WHAT YOU WILL DO:
Which of the lines in the data below contain the string "tile"? Copy each of them.

━━━━━━━━━━━━━━━━

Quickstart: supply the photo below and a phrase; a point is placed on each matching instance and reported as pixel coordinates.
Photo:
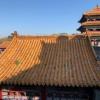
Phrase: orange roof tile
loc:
(49, 60)
(94, 11)
(4, 44)
(91, 23)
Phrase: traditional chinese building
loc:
(50, 68)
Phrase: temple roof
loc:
(49, 60)
(94, 11)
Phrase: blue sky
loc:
(41, 17)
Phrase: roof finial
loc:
(97, 6)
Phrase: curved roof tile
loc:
(49, 60)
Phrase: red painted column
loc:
(43, 94)
(0, 93)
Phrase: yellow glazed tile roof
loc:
(94, 11)
(49, 60)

━━━━━━━━━━━━━━━━

EXERCISE RESULT:
Phrase: orange roof tile
Phrase: curved roof tile
Phrase: yellow glazed tile roof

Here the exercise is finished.